On peut aussi mettre [ce qui est dit] en rapport avec l’époque antérieure au Christ, car, avant le Christ, [les Juifs] en convertissaient un certain nombre à leur foi. Et cela est clair, car chacun s’aime davantage qu’un autre. S’ils en avaient converti en vue du salut de leur âme, ils auraient donc dû s’occuper de leur propre salut, mais ils n’en avaient cure. Ils faisaient tout cela pour collecter, car ils voulaient que les offrandes augmentent. Leur enseignement est donc futile.
2325. ET QUAND IL A ÉTÉ GAGNÉ, VOUS LE RENDEZ DIGNE DE LA GÉHENNE DEUX FOIS PLUS QUE VOUS, car d’abord il s’était converti au judaïsme et avait chuté, puis, par la suite, il s’est converti de nouveau. Ainsi il est dit, 2 P 2, 21 : Mieux vaut ne pas connaître le chemin de la justice que de revenir sur ses pas après l’avoir connu. [On peut aussi l’interpréter] autrement. Avant d’être juif, il s’abstenait du mal, du moins pour être louangé par les hommes, mais, après, non. De sorte que Rm 2, 14 [dit] : En effet, alors que les païens, qui n’ont pas de loi, font naturellement ce qui relève de la loi, tout en n’ayant pas de loi, ils sont une loi pour eux-mêmes. Ils prenaient donc exemple sur les méchants.

Liste des consignes:
• A. Recopiez à l'identique le passage du texte de lecture qui s'ouvre sur les mots contenant « On peut aussi mettre » et se clôt sur « est donc futile. ».
• B. Relevez tous les passages que le texte de lecture place entre crochets.

Extrait de données:
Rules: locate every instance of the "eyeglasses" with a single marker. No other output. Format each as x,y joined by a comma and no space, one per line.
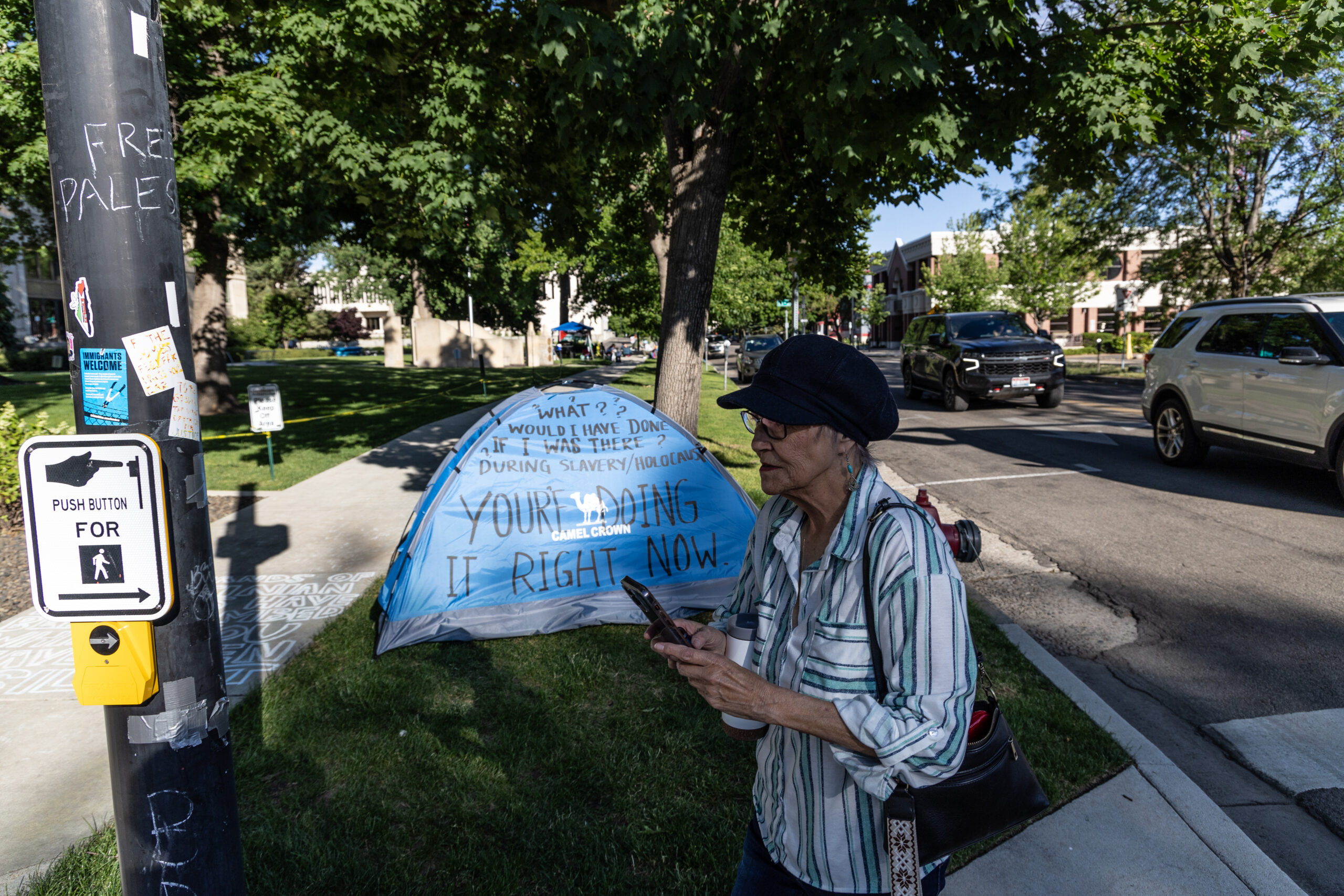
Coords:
773,431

Réponses rédigées:
• A.
On peut aussi mettre [ce qui est dit] en rapport avec l’époque antérieure au Christ, car, avant le Christ, [les Juifs] en convertissaient un certain nombre à leur foi. Et cela est clair, car chacun s’aime davantage qu’un autre. S’ils en avaient converti en vue du salut de leur âme, ils auraient donc dû s’occuper de leur propre salut, mais ils n’en avaient cure. Ils faisaient tout cela pour collecter, car ils voulaient que les offrandes augmentent. Leur enseignement est donc futile.

• B.
- [ce qui est dit]
- [les Juifs]
- [On peut aussi l’interpréter]
- [dit]